**Aim of the task**
Please write out the lines of the items below, unchanged, from the line that contains "cuff it can find." through the end of the items, both ends included, and leave the pictures out.

Coordinate annotation items
☆ ☆ ☆ ☆ ☆ ☆ ☆
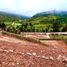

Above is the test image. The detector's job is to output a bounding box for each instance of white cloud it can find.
[0,0,67,15]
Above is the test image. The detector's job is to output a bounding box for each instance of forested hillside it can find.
[0,11,67,33]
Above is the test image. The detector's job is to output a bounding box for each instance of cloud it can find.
[0,0,67,15]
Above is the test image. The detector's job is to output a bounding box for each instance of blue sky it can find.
[0,0,67,16]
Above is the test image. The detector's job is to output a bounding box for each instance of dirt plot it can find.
[0,35,67,67]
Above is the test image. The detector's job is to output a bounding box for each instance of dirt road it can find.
[0,35,67,67]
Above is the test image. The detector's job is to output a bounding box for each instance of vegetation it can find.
[0,11,67,33]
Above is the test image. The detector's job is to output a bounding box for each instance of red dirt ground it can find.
[0,34,67,67]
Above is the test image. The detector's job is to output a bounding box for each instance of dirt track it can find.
[0,35,67,67]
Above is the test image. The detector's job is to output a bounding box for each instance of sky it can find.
[0,0,67,16]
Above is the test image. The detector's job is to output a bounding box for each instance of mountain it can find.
[33,10,67,17]
[0,11,29,21]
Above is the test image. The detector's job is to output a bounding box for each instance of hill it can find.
[33,10,67,17]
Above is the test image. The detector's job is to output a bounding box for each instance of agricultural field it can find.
[0,32,67,67]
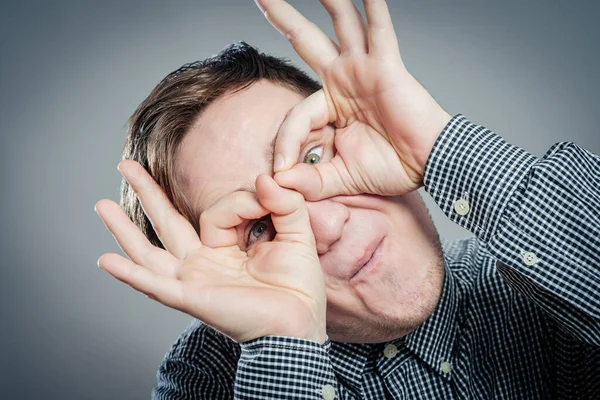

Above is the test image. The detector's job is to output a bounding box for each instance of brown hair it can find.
[121,42,321,248]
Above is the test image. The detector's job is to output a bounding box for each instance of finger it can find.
[321,0,368,53]
[363,0,399,55]
[95,200,178,276]
[273,89,330,172]
[275,159,352,201]
[200,191,269,247]
[98,253,183,311]
[256,174,315,246]
[256,0,339,74]
[119,160,202,259]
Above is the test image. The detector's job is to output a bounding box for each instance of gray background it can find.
[0,0,600,399]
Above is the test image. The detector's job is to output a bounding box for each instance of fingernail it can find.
[273,154,285,172]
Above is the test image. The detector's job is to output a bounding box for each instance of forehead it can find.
[176,81,304,213]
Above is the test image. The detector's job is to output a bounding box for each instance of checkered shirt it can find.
[153,115,600,400]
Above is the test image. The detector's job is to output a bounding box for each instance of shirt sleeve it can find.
[424,115,600,346]
[235,336,350,400]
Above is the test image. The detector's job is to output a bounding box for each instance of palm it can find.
[96,161,326,342]
[176,242,321,342]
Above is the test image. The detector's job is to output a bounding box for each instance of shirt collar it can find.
[328,253,461,390]
[329,341,372,398]
[406,258,461,375]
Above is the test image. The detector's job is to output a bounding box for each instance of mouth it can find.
[349,237,385,281]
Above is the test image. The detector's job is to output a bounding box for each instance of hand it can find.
[256,0,451,200]
[96,161,326,343]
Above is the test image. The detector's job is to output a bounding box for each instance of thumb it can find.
[256,174,316,247]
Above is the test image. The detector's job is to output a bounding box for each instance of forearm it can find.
[425,116,600,344]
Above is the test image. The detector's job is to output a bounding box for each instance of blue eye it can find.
[247,216,275,247]
[303,147,323,164]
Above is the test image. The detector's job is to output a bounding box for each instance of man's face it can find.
[177,81,443,343]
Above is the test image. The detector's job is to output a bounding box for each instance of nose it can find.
[306,200,350,255]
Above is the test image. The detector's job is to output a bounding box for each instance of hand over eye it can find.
[257,0,450,200]
[96,161,326,342]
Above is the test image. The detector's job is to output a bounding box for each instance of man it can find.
[96,0,600,399]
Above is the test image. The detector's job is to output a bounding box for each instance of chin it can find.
[327,260,444,343]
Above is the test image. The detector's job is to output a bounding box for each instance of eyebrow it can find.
[232,129,279,194]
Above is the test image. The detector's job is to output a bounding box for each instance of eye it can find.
[246,216,275,247]
[303,147,323,164]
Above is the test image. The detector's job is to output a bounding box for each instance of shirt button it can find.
[440,361,452,375]
[523,251,539,266]
[321,385,335,400]
[383,344,398,358]
[454,199,471,216]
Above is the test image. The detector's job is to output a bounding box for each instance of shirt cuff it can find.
[235,336,339,399]
[423,114,537,242]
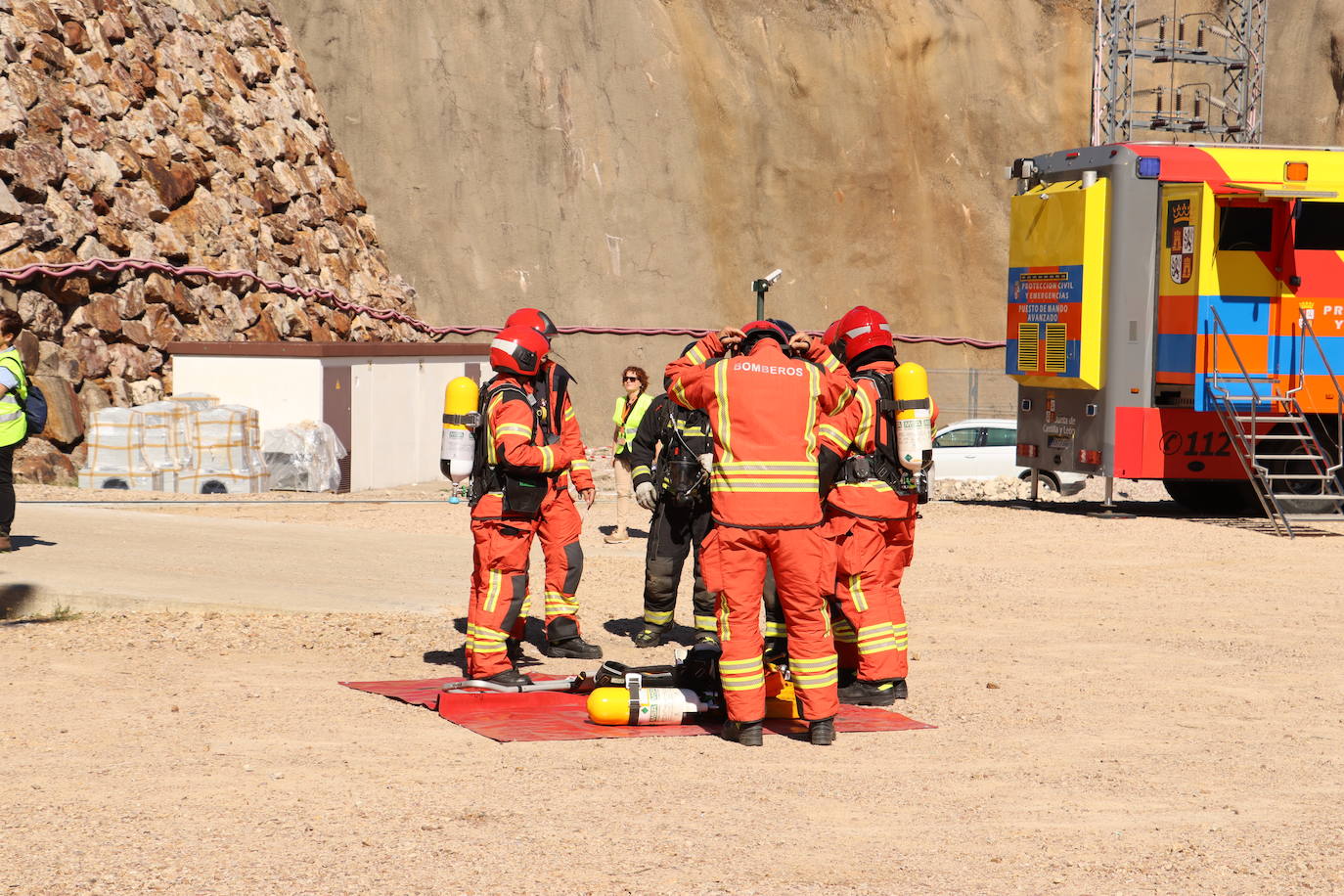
☆ ☆ ☆ ☆ ☆ ☆ ☆
**Output**
Above is the test image. The detector's job is to output a bounding box for each instance of shirt cuff it can find.
[235,336,339,399]
[423,114,537,242]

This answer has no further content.